→ **Given text**:
Please note as of Wednesday, August 15th, 2018 this wiki has been set to read only. If you are a TI Employee and require Edit ability please contact x0211426 from the company directory.

Codec Engine Overhead

From Texas Instruments Wiki
Jump to: navigation, search

Introduction

This article addresses runtime overhead of Codec Engine (CE).

Initially, it just focuses on the cycle overhead of local and remote algorithms. However, it could grow to include other resource overhead (e.g. memory, system semaphores, etc).

Single-core (or local algorithm) Overhead

CE was designed from the beginning to be optimized for local algorithm execution. As such, there's almost zero overhead introduced when the algorithm is on the same processor as the application.

To help explain what goes on underneath the VISA calls, here is the VIDDEC_process() implementation - with comments, tracing, and "Checked Build" code removed - from the CE 2.10 release. Note that the full source to VIDDEC_process() is provided in CE 1.20 and later.

XDAS_Int32 VIDDEC_process(VIDDEC_Handle handle, XDM_BufDesc *inBufs,
    XDM_BufDesc *outBufs, VIDDEC_InArgs *inArgs, VIDDEC_OutArgs *outArgs)

→ **Data rows**:
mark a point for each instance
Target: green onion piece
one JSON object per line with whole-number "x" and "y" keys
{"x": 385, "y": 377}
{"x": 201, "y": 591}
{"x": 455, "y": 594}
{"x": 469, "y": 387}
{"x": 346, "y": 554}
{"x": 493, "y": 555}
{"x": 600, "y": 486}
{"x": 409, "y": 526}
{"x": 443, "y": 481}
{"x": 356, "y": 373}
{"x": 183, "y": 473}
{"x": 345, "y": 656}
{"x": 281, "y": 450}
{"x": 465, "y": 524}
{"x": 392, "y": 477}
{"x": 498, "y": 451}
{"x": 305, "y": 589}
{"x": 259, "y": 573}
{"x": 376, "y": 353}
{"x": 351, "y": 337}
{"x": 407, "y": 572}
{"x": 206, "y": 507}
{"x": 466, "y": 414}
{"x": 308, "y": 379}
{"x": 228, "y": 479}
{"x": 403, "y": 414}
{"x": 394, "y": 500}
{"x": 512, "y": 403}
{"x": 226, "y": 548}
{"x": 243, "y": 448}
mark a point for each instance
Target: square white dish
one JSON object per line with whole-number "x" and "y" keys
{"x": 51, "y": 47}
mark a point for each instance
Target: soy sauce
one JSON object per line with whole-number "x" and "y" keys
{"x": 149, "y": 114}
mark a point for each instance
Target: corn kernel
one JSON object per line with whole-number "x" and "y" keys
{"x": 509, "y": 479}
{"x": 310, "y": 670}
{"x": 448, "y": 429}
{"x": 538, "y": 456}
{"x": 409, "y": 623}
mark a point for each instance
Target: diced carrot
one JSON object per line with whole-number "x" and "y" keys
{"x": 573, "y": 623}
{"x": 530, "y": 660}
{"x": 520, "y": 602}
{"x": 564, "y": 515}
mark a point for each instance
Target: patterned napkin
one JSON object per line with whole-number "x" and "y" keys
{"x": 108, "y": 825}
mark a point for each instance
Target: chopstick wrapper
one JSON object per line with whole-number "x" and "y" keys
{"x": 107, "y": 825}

→ **Given request**:
Quote the Codec Engine overhead article word for word from "CE was designed" to "as the application.".

→ **Result for this task**:
CE was designed from the beginning to be optimized for local algorithm execution. As such, there's almost zero overhead introduced when the algorithm is on the same processor as the application.